**Direction**
From the listing below, pull out every line from the first one through the line containing "<point>340,107</point>", including both, and reproduce them word for word with nothing else.

* Start Data shown *

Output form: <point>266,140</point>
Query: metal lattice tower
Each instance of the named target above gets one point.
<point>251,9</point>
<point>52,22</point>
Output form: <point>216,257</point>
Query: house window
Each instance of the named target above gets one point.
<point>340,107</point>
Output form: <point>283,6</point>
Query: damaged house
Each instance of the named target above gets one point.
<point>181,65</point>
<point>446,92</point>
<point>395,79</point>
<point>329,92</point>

* End Data shown *

**The completed task**
Output form: <point>266,140</point>
Query: metal lattice tower
Each instance of the named target above gets one point.
<point>251,9</point>
<point>52,22</point>
Output form: <point>216,257</point>
Query: house window
Each instance of the named target above gets one point.
<point>340,107</point>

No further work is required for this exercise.